Exercise instructions> Copy the data below from the line containing "Q: Point out each instance of the window" through the last line of the data, replacing "window" with "doorway" and leaving everything else unchanged.

The records>

════════

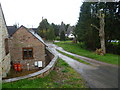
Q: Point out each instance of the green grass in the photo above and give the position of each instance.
(63, 76)
(76, 48)
(73, 57)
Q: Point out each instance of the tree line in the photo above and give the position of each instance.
(52, 31)
(90, 35)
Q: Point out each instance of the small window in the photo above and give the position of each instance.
(6, 46)
(27, 53)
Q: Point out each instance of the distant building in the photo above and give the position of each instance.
(62, 28)
(69, 32)
(4, 49)
(27, 48)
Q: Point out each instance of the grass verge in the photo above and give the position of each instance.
(76, 48)
(63, 76)
(73, 57)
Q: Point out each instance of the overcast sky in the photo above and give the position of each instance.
(30, 12)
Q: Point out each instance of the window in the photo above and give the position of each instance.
(6, 46)
(27, 53)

════════

Output for this exercise>
Q: Point out each instance of the doorway in the photo above and give the position of each instance.
(6, 46)
(27, 53)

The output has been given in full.